Stated exercise
Reproduce verbatim the part of the listing below that opens with the line containing "the car side" and closes with the line containing "[[884, 199]]", including both of those lines.

[Data listing]
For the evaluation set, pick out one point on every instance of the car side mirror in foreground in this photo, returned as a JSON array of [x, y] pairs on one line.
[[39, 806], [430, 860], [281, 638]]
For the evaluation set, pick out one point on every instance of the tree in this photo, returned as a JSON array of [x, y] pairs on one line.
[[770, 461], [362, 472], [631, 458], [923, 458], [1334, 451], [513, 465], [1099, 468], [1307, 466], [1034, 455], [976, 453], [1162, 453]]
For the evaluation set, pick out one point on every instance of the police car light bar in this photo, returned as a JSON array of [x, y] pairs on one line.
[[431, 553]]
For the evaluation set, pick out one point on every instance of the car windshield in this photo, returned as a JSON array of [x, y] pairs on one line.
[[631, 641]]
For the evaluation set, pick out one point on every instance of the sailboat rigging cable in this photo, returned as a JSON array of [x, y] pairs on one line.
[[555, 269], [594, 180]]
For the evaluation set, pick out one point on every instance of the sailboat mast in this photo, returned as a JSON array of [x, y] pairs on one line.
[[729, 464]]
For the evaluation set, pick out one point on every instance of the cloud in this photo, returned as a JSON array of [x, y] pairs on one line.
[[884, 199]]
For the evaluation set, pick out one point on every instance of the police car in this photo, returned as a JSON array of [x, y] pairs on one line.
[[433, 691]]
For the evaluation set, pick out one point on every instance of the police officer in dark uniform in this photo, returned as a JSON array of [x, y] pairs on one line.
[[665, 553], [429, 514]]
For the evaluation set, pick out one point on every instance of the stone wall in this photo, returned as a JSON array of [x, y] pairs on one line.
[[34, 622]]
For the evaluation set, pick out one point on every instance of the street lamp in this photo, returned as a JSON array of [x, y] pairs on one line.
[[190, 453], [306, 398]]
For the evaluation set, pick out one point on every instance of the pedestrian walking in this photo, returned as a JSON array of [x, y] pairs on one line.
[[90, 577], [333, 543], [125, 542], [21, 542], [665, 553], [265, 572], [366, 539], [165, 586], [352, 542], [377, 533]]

==

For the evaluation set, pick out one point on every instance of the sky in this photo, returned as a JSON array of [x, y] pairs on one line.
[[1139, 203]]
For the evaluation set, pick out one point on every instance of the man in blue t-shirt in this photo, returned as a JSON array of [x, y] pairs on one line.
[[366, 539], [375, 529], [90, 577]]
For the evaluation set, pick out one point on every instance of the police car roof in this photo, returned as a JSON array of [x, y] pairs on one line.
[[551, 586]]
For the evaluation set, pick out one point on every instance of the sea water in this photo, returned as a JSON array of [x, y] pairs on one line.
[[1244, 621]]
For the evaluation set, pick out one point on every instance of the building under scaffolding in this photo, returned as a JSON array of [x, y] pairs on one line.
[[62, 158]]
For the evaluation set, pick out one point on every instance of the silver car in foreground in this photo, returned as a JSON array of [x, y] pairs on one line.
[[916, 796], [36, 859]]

Finished answer
For the evaluation set, pick out one point on every instance of the car side mirror in foreground in this photo, returned as a JSON array of [x, y] pairs on one line.
[[39, 806], [430, 860], [281, 638]]
For the evaluation set, pick out one point on every instance of the tree in this photo, returned as a JSON array of [x, y] pairs on one line.
[[770, 461], [362, 472], [631, 458], [923, 458], [1334, 451], [513, 465], [1099, 468], [1307, 466], [1034, 455], [976, 453], [1162, 453]]
For the evaluation set, pick out one point on every instance of the police car light bar in this photo, returned as a JSON array of [x, y] pairs on one line.
[[431, 553]]
For the evaluation set, pick out one point on every instance of the car windshield in this photo, returned as a JSON array of [x, y] pairs on one line.
[[631, 641]]
For the evaluation set, pick out one point on every instance of the sailboat rigging cable in this photo, returned as a JSON array of [x, y] pairs on one line.
[[555, 269], [594, 180]]
For the evaluation set, pick out one point on every instance of the sailboat mast in this photo, returned as a JSON array of [x, y] pairs on one line.
[[729, 464]]
For the evaluation set, pick out one point on every instance of the cloud in this photo, returned as a JSON array of [x, y] pairs on one line.
[[884, 199]]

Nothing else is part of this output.